Opdrachten.
**A.** Beantwoord deze vragen over het fragment:
(i) In welke krant schrijft Wiegel zaterdag een stukje over Jesse Klaver?
(ii) Hoe heette het café in de Jordaan waar Wiegel geregeld kwam?
(iii) Welk beroep had Piet?
**B.** Haal uit het fragment het stuk dat begint bij "U liet zich" en eindigt bij "oud-militair opa Smolenaars?", en neem het woord voor woord over.

Aangeleverd fragment.
⁂
Wat vindt u van het huidige politieke klimaat?

„Dat is hard. Ik krijg kriebels van die jongen van GroenLinks, hoe heet hij ook alweer? O ja, Jesse Klaver. Zaterdag schrijf ik een stukje over hem in De Telegraaf. Ik heb het al klaar. Zal ik het even voorlezen?”

16773617.JPG
„Ik heb niets met het socialisme. De strijd met Den Uyl vond ik prachtig. En Den Uyl vond dat zelf ook.” beeld Sjaak Verboom

Wiegel loopt naar de andere kant van de tafel, pakt een stapel papier en citeert uit eigen werk: „Jesse Klaver, die zich eerder als komende minister-president neerzette, is weggezakt. Weet u nog dat hij de belofte deed dat iedere jongere op zijn achttiende verjaardag zomaar 10.000 euro zou krijgen? Holle praat, je hoort er niets meer over. Alleen een grote mond.” Ik plaag graag.”

U noemt zichzelf een conservatief liberaal. Wat is dat precies?

„Dat is niet zo ingewikkeld. Je moet niet alles willen veranderen. Dat willen mensen niet. Bestuur de boel een beetje netjes. En neem een aantal verstandige besluiten. Graag niet van die grote verhalen, net als de PvdA vroeger. Het bestaande vernieuwt zich vanzelf.

Luisteren naar het volk, dat moeten politici doen. Toen ik net Kamerlid was, woonde ik in Amsterdam, in de Jordaan. Ik kwam geregeld bij café Chris, geleid door tante Mijntje en tante Ria. Tussen alle communisten die daar kwamen, zat ook ene Piet, een stratenmaker. Die zei tegen mij: „Weet jij waar je eens aan moet denken? Ik sta ’s morgens vroeg op en ga met mijn broodtrommeltje onder de snelbinder op de fiets weg. Dan kijk ik nog even om en zie daar die slampamper die boven mij woont nog op zijn bed liggen. Die doet niets en die mankeert ook niets, maar hij krijgt wel een uitkering. Daar moet jij eens wat aan doen.” Zo heb ik dat issue van het misbruik van sociale voorzieningen op de politieke agenda gezet. De linkse partijen waren daarover zeer verontwaardigd; ze ontkenden het.”

U liet zich bij de sluiting van het parlementaire jaar als minister met paard en koets naar het Binnenhof vervoeren. Hebt u de hang naar pracht en praal van oud-militair opa Smolenaars?

„Dat zou best kunnen. Hij was een KNIL-militair; mijn moeder is geboren in Indië. Opa ging met zijn veertigste met pensioen, in de kracht van zijn leven. Hij hield erg van show en vond al die kostuums prachtig. Zo ging hij ook naar de kerk.

Ik heb mijn opvolger, de PvdA’er Van Thijn, eens een poets gebakken. Die wilde net na zijn aantreden niet meer met de koets, maar met een eenvoudige auto het parlementaire jaar sluiten. Ik mocht dat nog regelen als minister. Toen heb ik voor hem de grootste luxe auto geregeld die er in de Koninklijke Stallen aanwezig was, inclusief een aantal motoragenten voor de begeleiding. Ik zie Van Thijn nog binnenkomen met zo’n rood hoofd. Ik stond hem bulderend van de lach op te wachten.”
⁂
Gegeven materiaal.
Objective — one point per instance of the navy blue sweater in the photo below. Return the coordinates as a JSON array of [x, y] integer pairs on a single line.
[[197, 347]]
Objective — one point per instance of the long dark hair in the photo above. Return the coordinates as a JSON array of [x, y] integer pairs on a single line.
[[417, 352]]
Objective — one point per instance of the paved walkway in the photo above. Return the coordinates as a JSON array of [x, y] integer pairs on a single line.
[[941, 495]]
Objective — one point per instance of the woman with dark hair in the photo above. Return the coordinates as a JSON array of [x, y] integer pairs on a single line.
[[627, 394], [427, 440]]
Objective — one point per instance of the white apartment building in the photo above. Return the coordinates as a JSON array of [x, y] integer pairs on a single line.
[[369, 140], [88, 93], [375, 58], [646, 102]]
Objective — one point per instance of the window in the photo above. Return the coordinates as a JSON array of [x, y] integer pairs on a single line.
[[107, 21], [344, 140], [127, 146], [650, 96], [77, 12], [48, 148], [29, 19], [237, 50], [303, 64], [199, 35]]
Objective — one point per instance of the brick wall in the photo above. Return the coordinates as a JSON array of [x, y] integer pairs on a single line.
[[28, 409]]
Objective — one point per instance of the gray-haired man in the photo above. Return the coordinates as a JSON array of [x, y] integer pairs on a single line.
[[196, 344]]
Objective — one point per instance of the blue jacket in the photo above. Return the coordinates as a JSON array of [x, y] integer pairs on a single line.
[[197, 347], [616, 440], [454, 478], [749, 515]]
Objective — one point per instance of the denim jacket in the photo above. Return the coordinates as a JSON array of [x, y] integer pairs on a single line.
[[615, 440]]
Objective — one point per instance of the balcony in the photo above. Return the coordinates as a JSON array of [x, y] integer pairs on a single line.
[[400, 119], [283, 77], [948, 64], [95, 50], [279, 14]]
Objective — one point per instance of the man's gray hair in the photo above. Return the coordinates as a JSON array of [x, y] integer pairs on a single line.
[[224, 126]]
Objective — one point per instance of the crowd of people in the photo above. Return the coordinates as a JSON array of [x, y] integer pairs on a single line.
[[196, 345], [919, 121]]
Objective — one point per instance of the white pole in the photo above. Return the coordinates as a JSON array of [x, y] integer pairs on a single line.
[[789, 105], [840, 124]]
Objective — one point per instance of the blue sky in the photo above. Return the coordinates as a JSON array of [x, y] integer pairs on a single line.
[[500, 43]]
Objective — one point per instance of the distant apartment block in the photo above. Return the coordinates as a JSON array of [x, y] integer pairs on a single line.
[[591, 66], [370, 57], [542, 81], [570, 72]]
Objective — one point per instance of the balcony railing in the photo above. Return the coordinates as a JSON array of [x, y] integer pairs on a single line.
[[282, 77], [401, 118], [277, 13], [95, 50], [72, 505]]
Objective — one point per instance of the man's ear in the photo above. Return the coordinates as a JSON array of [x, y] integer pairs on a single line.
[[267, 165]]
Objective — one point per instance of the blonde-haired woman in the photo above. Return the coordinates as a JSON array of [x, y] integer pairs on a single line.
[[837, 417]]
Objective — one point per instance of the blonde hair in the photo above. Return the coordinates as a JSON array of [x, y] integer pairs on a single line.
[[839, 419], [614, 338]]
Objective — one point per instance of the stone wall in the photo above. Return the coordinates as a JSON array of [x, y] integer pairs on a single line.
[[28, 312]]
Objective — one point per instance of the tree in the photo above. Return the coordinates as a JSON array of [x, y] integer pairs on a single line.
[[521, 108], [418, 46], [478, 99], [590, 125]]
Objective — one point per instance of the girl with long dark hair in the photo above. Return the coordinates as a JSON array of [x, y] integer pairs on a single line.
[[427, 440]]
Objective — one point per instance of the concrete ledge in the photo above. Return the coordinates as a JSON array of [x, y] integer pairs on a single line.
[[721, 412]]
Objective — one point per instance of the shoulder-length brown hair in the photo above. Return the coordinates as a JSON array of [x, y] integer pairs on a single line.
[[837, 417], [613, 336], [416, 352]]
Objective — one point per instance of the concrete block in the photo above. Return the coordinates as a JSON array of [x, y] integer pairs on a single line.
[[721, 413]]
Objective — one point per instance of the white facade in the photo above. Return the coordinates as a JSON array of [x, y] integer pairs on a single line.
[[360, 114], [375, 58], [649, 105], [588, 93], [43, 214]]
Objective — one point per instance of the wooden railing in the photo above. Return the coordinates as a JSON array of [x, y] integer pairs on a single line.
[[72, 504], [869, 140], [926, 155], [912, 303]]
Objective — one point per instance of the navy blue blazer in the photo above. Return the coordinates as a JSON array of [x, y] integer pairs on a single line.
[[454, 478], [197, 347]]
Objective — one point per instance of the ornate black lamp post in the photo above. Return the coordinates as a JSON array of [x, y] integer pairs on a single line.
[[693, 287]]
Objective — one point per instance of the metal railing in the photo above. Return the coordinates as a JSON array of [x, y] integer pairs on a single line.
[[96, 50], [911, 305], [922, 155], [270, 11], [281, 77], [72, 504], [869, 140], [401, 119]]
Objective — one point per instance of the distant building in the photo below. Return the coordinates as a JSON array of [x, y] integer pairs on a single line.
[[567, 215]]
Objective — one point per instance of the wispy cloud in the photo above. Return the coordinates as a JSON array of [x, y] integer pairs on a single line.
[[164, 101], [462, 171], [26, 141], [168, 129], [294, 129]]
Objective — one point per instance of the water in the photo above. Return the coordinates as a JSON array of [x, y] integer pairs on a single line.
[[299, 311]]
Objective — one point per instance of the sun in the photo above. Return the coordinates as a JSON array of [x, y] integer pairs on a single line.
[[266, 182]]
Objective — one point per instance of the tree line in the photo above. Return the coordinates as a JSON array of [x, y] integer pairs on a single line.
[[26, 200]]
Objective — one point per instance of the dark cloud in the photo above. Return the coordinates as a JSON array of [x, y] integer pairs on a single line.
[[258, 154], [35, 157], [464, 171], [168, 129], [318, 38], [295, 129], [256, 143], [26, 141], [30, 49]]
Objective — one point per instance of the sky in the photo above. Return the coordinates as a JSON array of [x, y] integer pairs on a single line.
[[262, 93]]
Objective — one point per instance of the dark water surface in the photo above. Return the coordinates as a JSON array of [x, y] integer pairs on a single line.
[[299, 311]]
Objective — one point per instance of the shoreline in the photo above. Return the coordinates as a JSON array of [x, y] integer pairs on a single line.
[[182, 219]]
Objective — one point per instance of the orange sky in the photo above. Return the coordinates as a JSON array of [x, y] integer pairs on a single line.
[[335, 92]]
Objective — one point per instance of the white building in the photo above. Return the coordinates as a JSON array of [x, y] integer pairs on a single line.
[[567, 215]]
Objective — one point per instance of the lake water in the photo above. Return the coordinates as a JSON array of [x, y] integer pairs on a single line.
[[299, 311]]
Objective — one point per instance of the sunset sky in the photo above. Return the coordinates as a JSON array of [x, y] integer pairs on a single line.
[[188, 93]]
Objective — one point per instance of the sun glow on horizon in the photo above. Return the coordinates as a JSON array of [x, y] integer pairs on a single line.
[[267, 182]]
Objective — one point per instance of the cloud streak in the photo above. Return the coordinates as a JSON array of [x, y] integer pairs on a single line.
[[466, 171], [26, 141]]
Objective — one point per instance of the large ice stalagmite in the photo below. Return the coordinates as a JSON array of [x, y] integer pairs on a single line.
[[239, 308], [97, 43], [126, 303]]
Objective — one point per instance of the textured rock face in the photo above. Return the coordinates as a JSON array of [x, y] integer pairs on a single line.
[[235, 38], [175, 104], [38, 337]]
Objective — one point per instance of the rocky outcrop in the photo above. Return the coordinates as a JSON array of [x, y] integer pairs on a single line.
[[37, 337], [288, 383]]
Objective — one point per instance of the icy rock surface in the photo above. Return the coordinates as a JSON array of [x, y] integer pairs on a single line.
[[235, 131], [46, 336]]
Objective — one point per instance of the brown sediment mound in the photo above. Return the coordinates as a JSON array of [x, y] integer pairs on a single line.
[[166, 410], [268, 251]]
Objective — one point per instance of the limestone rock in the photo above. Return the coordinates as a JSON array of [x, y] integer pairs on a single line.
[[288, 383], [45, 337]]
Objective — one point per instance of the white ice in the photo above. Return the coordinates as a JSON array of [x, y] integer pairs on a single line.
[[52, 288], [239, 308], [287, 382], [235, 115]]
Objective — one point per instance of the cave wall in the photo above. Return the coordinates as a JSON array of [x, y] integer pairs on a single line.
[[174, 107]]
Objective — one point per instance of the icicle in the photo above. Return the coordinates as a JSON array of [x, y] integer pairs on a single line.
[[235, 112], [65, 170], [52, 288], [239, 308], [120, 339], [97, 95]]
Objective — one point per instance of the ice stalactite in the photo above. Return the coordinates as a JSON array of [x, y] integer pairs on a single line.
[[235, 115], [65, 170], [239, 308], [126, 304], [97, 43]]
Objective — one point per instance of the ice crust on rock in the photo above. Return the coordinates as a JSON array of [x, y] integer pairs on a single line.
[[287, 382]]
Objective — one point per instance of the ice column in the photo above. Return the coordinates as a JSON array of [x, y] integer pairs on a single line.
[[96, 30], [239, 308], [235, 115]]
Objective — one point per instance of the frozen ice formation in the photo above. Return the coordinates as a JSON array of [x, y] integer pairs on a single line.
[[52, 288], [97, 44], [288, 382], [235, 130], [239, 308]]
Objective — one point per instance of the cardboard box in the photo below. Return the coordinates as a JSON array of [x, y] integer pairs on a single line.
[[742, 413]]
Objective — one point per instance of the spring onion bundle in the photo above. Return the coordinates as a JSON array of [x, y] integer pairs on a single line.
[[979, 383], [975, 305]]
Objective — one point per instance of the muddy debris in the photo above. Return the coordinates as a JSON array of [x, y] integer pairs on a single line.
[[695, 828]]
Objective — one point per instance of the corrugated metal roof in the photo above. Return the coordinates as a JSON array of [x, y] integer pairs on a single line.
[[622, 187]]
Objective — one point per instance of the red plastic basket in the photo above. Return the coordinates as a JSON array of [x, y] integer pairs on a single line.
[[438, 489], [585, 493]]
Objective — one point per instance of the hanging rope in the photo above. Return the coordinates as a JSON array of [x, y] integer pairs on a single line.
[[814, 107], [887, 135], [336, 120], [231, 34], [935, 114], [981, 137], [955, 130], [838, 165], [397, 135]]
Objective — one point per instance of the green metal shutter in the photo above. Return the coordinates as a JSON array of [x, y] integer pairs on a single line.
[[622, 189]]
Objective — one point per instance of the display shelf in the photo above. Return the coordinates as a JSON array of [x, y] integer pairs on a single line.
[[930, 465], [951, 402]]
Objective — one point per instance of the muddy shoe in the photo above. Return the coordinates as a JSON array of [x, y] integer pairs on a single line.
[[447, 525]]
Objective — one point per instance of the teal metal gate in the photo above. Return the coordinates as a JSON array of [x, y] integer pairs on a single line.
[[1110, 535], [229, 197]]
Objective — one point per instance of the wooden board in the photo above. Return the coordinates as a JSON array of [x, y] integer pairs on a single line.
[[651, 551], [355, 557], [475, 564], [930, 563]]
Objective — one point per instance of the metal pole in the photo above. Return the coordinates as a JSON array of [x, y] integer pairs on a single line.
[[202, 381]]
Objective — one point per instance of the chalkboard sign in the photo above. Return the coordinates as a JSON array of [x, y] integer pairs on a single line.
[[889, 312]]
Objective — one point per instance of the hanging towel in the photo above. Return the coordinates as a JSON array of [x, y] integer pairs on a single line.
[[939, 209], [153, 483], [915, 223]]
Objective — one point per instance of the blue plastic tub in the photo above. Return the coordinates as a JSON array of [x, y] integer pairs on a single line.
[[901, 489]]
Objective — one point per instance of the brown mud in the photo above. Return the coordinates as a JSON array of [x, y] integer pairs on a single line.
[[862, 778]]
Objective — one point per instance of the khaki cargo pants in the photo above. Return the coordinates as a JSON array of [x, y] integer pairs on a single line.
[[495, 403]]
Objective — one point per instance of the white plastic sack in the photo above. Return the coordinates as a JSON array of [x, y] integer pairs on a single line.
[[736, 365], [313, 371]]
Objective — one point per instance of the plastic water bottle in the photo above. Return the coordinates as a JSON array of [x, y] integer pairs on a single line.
⁂
De antwoorden.
**A.**
(i) De Telegraaf
(ii) Café Chris
(iii) Stratenmaker

**B.**
U liet zich bij de sluiting van het parlementaire jaar als minister met paard en koets naar het Binnenhof vervoeren. Hebt u de hang naar pracht en praal van oud-militair opa Smolenaars?